▸ **Source material**:

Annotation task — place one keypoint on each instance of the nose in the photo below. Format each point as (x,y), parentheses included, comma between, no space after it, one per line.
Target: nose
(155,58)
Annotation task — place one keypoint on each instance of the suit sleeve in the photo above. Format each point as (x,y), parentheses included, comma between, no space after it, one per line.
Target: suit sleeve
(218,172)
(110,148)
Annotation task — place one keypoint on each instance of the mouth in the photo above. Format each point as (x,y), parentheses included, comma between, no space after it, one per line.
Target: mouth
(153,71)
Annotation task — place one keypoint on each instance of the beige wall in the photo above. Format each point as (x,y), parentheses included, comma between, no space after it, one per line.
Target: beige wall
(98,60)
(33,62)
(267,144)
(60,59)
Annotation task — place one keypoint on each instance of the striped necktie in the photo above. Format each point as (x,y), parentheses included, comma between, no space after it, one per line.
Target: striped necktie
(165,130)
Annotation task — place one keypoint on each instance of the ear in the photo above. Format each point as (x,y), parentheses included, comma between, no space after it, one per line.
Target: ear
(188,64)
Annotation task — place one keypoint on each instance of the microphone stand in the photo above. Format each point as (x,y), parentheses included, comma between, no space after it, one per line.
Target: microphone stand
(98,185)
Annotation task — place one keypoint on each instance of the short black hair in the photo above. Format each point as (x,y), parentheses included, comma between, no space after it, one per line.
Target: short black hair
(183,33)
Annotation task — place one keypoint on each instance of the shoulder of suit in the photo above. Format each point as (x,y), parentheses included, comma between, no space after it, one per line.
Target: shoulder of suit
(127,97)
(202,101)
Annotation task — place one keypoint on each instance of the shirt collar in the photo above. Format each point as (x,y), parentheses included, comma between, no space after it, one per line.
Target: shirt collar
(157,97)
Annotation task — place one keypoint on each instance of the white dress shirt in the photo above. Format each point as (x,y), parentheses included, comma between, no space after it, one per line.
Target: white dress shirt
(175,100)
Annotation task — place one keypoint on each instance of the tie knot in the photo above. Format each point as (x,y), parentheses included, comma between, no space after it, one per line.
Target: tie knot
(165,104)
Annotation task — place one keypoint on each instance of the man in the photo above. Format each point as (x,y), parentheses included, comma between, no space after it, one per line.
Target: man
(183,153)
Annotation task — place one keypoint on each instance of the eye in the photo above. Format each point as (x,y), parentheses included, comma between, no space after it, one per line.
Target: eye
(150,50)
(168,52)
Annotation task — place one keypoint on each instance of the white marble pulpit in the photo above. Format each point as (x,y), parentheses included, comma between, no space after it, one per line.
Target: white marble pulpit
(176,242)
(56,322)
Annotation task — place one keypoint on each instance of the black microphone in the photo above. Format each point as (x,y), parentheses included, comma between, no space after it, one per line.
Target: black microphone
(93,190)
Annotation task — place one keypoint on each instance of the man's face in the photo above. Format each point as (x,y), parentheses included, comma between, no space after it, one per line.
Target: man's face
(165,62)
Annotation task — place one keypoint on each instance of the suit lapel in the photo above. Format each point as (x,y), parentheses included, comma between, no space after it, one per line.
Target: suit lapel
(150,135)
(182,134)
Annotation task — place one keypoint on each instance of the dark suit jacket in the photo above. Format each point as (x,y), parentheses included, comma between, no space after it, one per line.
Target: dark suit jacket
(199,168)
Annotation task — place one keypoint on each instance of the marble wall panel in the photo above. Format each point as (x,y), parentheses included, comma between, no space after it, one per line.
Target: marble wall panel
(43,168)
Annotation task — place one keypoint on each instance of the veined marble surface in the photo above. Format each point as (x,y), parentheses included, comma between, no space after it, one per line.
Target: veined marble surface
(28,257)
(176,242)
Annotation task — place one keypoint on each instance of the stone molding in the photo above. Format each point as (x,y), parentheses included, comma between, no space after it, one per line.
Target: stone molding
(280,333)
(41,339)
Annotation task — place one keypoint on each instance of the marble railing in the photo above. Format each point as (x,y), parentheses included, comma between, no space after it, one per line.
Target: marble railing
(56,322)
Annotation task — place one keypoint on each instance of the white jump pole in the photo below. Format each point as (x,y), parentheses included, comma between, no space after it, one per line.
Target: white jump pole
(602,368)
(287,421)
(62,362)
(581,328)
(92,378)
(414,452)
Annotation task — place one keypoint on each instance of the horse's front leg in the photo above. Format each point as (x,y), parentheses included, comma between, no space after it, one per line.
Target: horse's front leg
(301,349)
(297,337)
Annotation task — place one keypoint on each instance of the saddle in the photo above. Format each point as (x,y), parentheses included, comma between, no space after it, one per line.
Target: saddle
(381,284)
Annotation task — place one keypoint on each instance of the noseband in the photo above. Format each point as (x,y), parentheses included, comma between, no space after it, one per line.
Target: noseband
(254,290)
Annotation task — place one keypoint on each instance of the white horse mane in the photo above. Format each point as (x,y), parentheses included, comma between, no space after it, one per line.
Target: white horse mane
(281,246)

▸ **Short exercise**: Can you reproduce all of the data above verbatim, line for line?

▸ **Right answer**:
Annotation task — place one keypoint on each instance of the nose in the photo below. Format each point as (x,y), parentheses included, comma between, no space after it, one per line.
Target: nose
(155,58)
Annotation task — place one keypoint on each instance of the suit sleeve in the photo above. Format each point as (x,y), parentheses included, comma between, no space after it, one per line.
Target: suit sleeve
(218,172)
(110,148)
Annotation task — place one keypoint on each instance of the mouth in the photo above. Format each point as (x,y), parentheses included, comma between, no space after it, one per line.
Target: mouth
(153,71)
Annotation task — place one keypoint on each instance of the beige wall in the photo above. Format each point as (x,y), parentheses included, comma between, no space after it, one per line.
Target: beige wall
(98,60)
(33,62)
(267,144)
(60,59)
Annotation task — place one keypoint on each instance of the striped necktie in the photo above. Format each point as (x,y), parentheses included, comma between, no space after it, one per line.
Target: striped necktie
(165,130)
Annotation task — place one keypoint on each instance of the ear in the photo above. Format each point as (x,y), parentheses included, comma between, no space after it, one per line.
Target: ear
(188,64)
Annotation task — place one keypoint on each instance of the microphone stand in the photo above. Format each point as (x,y), parentheses included, comma between, no space after it, one per line.
Target: microphone stand
(98,185)
Annotation task — place one keypoint on each instance of the short black hair in the photo above. Format each point as (x,y), parentheses included, comma between, no space after it, one per line.
Target: short black hair
(183,33)
Annotation task — place one keypoint on each instance of the shoulder of suit in the photo above. Format each point as (x,y), parentheses included, comma between, no space after it, one per line.
Target: shoulder of suit
(127,97)
(202,101)
Annotation task — place one keypoint on each instance of the shirt collar in the photo above. Format each point as (x,y), parentheses included, comma between, no space after it, one per line.
Target: shirt collar
(157,97)
Annotation task — place one keypoint on each instance of the white dress shirt in the photo above. Format each point as (x,y), parentheses included, comma between, no space after it, one per line.
Target: white dress shirt
(175,100)
Annotation task — place one keypoint on each instance of the tie knot in the photo above. Format each point as (x,y), parentheses included, comma between, no space after it, one per line.
Target: tie knot
(165,104)
Annotation task — place one keypoint on each instance of the man in the photo above. Format each point as (x,y), parentheses included, comma between, no space after it, one per line.
Target: man
(183,153)
Annotation task — place one keypoint on each instance of the eye in the photo above. Format each point as (x,y), parentheses included, comma between, no space after it, one per line.
Target: eye
(150,50)
(168,52)
Annotation task — place one keypoint on each instance of the white marble pulpit in the photo above. Format each point as (x,y), parentheses included, comma between, no space after it, one per line.
Target: white marble pulpit
(176,242)
(56,322)
Annotation task — place one keypoint on each instance of the black microphone in the photo above. Format each point as (x,y), parentheses included, comma between, no space after it, one per line.
Target: black microphone
(93,190)
Annotation task — place one keypoint on each instance of the man's face in the photo above. Format each point as (x,y), parentheses included, comma between, no space after it, one per line.
Target: man's face
(165,62)
Annotation task — place one keypoint on each instance of the suit lapel in the photo above. Format each point as (x,y), parentheses included, comma between, no space after it, one per line.
Target: suit lapel
(150,135)
(182,134)
Annotation task — place one keypoint on each instance of the dark suit jacket in the photo above. Format each point as (x,y), parentheses included, comma between, no space after it, one per line.
Target: dark suit jacket
(199,168)
Annotation task — place one keypoint on each instance of the marble wall panel in the photo above. Format each point as (x,y), parentheses included, comma between, no space after it, one per line.
Target: marble wall panel
(43,168)
Annotation task — place one keypoint on each instance of the veined marble surface in the photo above. Format each point as (x,y), parentheses included, comma between, no space after it, one per line.
Target: veined marble surface
(28,257)
(176,242)
Annotation task — place one keypoint on each instance of the stone molding in the photo above. Format each point as (x,y), parentheses included, comma between, no space after it, one per line.
Target: stone molding
(280,333)
(41,339)
Annotation task — place one keypoint on each instance of the marble railing in the photo above. Format each point as (x,y), parentheses included, comma between, no space after it, one per line.
Target: marble railing
(56,322)
Annotation task — place one keypoint on each instance of the white jump pole in the photo below. Format each point as (x,y), parentheses included, comma between, no space after it, one per line.
Target: white jump pole
(602,368)
(287,421)
(62,362)
(581,328)
(92,378)
(414,452)
Annotation task — place one keypoint on each instance of the horse's front leg in the photo above. Format each point as (x,y), parentheses included, comma between, no space after it, one per line.
Target: horse's front leg
(301,349)
(297,337)
Annotation task — place one keypoint on each instance of the saddle in the photo above. Format each point as (x,y), parentheses included, comma between, no space after it, one per line.
Target: saddle
(381,284)
Annotation task — place one keypoint on each instance of the noseband in the photo above. Format each point as (x,y), parentheses included, comma between, no space after it, one per line.
Target: noseband
(254,290)
Annotation task — place one keypoint on each instance of the white horse mane in the photo above. Format each point as (x,y), parentheses included, comma between, no space after it, one per line.
Target: white horse mane
(281,246)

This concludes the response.